## Problems and tasks:
**A.** List every line range in cron.rs that the scheduling text cites as a source, in the order they appear.
**B.** Print the part of the scheduling text starting at "Cron Job Lifecycle" and ending at "is \ge next_run_at_unix_ms.".
**C.** Write what follows the last line of the scheduling text.

## Text block:
* * * * * * * * *
The core of the scheduling system is a background loop within palyrad that monitors pending jobs in the JournalStore. The scheduler operates on a tick-based model with an idle sleep of 15 seconds [crates/palyra-daemon/src/cron.rs#42-42](http://crates/palyra-daemon/src/cron.rs#42-42).

Implementation Details

The scheduler identifies “due” jobs by querying the journal_cron_jobs table for entries where next_run_at_unix_ms is in the past. It processes these in batches of up to 64 [crates/palyra-daemon/src/cron.rs#43-43](http://crates/palyra-daemon/src/cron.rs#43-43).
  • Loopback Dispatch: Jobs are dispatched via a loopback call to the GatewayService. This ensures that cron-initiated runs go through the same message routing, policy evaluation, and sandbox execution pipeline as user-initiated messages [crates/palyra-daemon/src/cron.rs#29-33](http://crates/palyra-daemon/src/cron.rs#29-33).
  • Identity: System-initiated cron jobs execute under the system:daemon principal [crates/palyra-daemon/src/cron.rs#55-55](http://crates/palyra-daemon/src/cron.rs#55-55) and use a fixed system device ID [crates/palyra-daemon/src/cron.rs#44-44](http://crates/palyra-daemon/src/cron.rs#44-44).
  • Timezones: The scheduler supports both Utc and Local timezone modes for evaluating cron expressions [crates/palyra-daemon/src/cron.rs#61-65](http://crates/palyra-daemon/src/cron.rs#61-65).

Cron Job Lifecycle

StateDescription
PendingJob is scheduled but the next_run_at_unix_ms has not been reached.
DueCurrent time is \ge next_run_at_unix_ms.
* * * * * * * * *
[Records in a dataset]
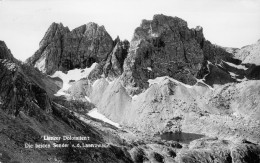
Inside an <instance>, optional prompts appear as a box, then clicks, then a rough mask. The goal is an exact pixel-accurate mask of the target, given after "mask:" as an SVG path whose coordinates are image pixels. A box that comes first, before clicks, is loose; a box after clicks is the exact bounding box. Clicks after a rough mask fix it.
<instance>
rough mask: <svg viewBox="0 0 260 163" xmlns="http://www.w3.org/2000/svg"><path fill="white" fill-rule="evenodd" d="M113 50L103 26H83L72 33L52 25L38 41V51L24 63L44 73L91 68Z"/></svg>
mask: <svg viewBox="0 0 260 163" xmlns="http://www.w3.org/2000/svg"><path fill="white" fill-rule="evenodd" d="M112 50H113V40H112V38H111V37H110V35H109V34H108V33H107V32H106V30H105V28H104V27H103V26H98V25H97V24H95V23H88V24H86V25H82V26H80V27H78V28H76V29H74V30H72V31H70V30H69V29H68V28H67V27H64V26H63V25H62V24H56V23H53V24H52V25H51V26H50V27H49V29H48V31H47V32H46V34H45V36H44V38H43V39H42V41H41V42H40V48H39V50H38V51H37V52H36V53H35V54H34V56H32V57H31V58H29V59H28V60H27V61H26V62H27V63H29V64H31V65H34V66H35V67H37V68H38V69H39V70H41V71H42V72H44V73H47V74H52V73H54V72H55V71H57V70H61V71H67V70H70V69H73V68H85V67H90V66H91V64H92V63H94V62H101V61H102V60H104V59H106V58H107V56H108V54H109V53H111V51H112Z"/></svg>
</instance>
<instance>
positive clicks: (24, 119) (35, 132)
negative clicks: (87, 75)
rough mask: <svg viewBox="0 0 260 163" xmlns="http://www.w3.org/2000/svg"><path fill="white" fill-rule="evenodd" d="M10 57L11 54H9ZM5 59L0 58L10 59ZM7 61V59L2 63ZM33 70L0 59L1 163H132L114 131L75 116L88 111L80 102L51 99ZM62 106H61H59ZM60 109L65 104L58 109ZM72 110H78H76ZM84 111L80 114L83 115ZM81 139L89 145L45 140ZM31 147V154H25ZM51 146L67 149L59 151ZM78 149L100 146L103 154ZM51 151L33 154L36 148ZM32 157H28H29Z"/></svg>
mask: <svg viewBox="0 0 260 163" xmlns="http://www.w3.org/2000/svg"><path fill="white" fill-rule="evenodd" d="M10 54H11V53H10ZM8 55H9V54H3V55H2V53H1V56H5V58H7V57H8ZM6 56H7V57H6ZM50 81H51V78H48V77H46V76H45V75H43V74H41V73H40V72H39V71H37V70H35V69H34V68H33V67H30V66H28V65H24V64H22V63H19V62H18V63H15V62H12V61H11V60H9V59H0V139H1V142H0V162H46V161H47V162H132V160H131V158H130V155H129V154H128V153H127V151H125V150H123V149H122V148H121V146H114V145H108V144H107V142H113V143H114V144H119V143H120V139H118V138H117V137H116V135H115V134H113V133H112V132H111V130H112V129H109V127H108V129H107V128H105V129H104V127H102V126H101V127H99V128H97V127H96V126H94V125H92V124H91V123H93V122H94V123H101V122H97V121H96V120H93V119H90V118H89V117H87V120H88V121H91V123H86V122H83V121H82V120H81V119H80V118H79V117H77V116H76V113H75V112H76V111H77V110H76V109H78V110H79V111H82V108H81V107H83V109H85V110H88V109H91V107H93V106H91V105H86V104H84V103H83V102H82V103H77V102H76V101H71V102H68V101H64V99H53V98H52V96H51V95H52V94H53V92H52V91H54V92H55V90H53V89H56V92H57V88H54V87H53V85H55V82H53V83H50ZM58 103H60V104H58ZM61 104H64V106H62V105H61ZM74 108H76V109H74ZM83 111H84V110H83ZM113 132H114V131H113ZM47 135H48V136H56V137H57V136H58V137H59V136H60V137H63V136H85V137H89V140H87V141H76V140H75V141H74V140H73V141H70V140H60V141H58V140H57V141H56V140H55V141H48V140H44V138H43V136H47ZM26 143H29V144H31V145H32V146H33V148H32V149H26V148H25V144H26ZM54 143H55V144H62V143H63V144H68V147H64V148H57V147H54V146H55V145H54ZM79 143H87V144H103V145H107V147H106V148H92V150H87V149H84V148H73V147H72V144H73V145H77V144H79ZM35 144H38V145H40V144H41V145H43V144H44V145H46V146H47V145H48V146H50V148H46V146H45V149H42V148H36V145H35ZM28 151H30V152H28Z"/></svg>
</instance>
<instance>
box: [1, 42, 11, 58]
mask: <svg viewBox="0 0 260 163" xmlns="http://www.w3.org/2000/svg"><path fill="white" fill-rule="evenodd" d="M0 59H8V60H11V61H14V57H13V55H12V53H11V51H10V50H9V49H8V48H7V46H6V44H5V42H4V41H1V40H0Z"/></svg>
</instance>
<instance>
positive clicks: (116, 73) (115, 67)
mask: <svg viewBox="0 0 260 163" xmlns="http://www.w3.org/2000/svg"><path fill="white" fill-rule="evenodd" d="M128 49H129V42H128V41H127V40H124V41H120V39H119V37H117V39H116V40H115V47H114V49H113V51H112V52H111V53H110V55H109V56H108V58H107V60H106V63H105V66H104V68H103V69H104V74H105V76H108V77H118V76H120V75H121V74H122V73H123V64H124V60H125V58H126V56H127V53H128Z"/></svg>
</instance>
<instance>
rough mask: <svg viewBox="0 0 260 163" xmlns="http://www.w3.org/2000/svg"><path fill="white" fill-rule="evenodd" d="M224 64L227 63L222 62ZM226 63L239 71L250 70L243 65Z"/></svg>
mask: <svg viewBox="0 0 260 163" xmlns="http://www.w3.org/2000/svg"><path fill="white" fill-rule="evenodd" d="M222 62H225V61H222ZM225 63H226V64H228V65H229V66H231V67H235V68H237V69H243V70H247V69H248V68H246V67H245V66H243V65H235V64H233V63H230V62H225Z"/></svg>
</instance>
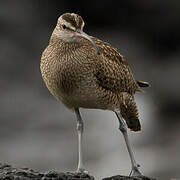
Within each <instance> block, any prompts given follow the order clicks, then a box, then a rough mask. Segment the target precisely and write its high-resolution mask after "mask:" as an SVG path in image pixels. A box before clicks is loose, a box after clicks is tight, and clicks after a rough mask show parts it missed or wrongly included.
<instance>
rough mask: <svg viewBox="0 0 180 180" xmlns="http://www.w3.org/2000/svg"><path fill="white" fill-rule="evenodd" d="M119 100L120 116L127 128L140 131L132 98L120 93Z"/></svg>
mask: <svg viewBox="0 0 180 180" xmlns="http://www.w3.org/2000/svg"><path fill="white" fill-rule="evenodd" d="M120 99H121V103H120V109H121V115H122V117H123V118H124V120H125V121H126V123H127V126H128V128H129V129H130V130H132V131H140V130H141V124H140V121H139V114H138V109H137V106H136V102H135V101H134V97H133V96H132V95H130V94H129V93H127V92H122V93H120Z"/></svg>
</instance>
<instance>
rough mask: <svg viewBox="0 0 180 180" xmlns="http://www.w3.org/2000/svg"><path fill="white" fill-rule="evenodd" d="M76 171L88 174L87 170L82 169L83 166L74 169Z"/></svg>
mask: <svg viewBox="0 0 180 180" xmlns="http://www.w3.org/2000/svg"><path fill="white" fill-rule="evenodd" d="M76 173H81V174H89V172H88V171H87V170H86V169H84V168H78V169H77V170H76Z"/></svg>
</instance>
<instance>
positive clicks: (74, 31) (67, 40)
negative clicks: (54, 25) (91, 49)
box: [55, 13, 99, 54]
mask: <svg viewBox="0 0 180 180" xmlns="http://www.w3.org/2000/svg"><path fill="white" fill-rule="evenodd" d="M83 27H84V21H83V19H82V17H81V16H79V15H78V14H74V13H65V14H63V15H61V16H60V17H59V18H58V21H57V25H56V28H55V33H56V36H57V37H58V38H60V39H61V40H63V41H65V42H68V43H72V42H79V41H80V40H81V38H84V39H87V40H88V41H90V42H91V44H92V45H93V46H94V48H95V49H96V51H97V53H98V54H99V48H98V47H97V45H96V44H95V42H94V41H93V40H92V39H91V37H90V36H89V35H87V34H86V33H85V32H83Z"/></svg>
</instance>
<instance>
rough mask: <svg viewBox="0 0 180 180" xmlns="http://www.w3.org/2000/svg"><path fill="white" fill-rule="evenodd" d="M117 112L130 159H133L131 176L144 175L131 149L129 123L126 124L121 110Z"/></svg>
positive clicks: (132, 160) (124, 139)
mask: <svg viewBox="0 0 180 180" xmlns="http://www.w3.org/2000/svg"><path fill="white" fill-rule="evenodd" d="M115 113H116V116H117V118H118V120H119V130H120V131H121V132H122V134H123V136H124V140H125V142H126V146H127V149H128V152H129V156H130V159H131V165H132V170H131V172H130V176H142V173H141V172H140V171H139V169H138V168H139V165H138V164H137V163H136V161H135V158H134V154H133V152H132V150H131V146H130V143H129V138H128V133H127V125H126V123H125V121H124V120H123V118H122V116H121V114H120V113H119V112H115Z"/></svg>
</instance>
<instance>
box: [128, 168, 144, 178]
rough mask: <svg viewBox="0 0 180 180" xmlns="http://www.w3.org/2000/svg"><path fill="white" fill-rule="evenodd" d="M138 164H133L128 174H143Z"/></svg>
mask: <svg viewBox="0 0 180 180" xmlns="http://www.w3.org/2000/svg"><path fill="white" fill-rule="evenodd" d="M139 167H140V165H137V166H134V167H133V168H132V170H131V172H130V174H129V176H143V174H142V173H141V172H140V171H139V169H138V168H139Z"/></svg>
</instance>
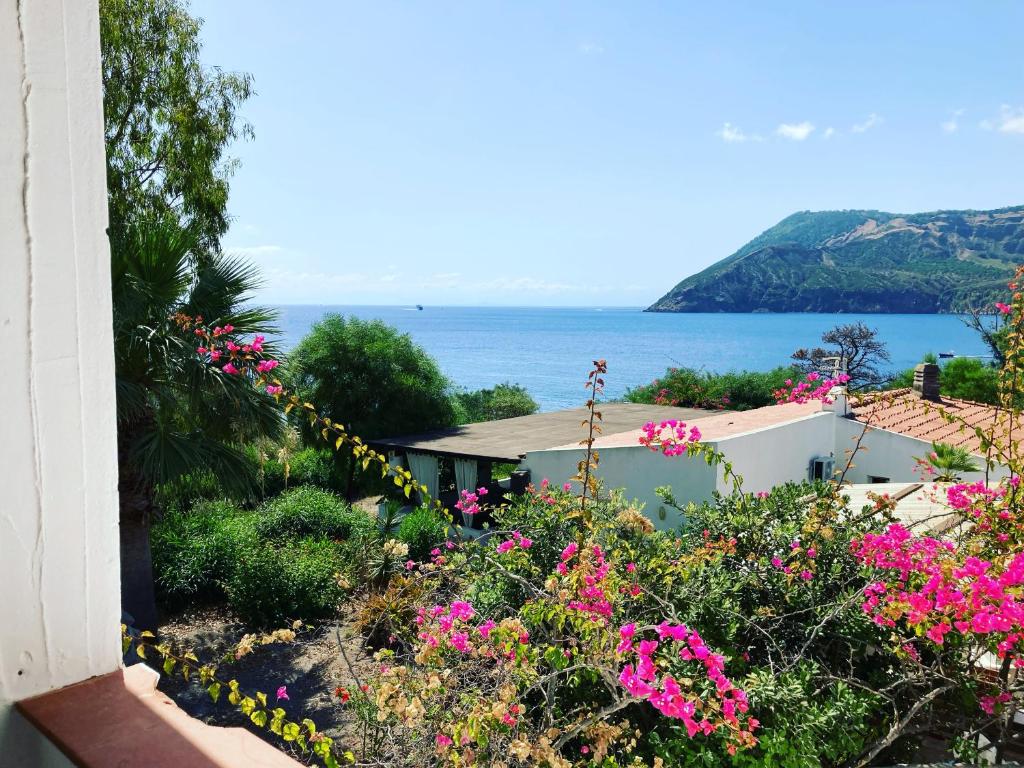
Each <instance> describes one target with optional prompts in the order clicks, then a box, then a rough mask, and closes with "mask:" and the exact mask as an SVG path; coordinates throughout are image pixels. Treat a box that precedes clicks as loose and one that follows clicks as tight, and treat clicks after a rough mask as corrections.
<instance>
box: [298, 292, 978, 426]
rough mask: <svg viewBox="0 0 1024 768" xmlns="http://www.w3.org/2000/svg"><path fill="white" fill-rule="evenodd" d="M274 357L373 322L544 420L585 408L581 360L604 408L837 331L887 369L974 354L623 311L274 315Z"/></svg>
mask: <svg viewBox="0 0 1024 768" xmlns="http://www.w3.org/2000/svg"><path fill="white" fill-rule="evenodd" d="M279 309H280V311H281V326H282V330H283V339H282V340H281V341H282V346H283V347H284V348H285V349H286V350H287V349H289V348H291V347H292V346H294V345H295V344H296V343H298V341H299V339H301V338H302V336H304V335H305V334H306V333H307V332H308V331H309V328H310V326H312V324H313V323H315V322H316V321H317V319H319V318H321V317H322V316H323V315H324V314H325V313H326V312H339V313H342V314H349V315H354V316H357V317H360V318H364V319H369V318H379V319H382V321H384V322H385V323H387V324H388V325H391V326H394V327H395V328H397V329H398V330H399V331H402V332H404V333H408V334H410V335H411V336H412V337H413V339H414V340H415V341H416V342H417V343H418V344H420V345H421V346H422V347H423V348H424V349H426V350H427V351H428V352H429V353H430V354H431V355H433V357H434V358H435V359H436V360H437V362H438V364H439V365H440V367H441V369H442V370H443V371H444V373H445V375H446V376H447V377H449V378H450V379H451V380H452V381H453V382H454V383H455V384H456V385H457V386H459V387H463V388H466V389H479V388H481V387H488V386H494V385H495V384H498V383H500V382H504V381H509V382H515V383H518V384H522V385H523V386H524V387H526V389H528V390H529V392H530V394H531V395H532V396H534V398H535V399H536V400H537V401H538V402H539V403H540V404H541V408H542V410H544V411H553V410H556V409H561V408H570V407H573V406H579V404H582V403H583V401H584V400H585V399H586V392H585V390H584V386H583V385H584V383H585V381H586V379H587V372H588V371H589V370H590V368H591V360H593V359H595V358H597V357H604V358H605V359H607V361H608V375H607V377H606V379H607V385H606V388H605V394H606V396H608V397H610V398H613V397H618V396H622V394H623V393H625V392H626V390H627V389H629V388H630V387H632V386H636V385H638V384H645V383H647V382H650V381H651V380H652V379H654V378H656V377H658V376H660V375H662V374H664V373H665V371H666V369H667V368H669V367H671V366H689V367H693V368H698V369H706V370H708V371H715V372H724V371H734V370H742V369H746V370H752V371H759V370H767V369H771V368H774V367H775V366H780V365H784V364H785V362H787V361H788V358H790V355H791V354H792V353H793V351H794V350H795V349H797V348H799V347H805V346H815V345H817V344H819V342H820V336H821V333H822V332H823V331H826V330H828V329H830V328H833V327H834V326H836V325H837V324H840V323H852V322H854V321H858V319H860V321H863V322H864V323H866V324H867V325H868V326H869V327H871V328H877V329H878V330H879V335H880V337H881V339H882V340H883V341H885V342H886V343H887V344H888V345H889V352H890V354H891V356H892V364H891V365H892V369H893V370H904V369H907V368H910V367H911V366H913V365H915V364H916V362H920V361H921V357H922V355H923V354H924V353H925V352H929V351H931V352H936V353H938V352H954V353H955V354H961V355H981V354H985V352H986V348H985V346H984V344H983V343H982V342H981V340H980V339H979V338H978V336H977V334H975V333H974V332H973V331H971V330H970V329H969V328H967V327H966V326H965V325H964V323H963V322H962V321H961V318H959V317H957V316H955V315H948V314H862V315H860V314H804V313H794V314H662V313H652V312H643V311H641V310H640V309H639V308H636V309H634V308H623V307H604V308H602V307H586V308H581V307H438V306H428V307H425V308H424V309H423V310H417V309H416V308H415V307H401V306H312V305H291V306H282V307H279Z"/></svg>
* * * * * * * * *
## Results by task:
**A.**
42-42
43-43
29-33
55-55
44-44
61-65

**B.**
Cron Job Lifecycle

StateDescription
PendingJob is scheduled but the next_run_at_unix_ms has not been reached.
DueCurrent time is \ge next_run_at_unix_ms.

**C.**
RunningThe job has been dispatched to the GatewayService and is currently active.
FinalizedThe job completed, and the next_run_at_unix_ms was recalculated based on the schedule.
Sources: [crates/palyra-daemon/src/cron.rs#1-105](http://crates/palyra-daemon/src/cron.rs#1-105), [crates/palyra-daemon/src/journal.rs#34-40](http://crates/palyra-daemon/src/journal.rs#34-40)

Routines and Automation

Routines are higher-level abstractions built on top of the cron scheduler. While a cron job is a raw scheduling entry, a Routine includes metadata for delivery, quiet hours, and approval policies.

Routine Configuration

Routines are managed via the RoutineMetadataRecord [crates/palyra-daemon/src/routines.rs#188-203](http://crates/palyra-daemon/src/routines.rs#188-203). Key attributes include:
  • Trigger Kind: Supports Schedule, Hook, Webhook, SystemEvent, and Manual [crates/palyra-daemon/src/routines.rs#35-41](http://crates/palyra-daemon/src/routines.rs#35-41).
  • Delivery Mode: Determines where the output is sent: SameChannel, SpecificChannel, LocalOnly, or LogsOnly [crates/palyra-daemon/src/routines.rs#69-74](http://crates/palyra-daemon/src/routines.rs#69-74).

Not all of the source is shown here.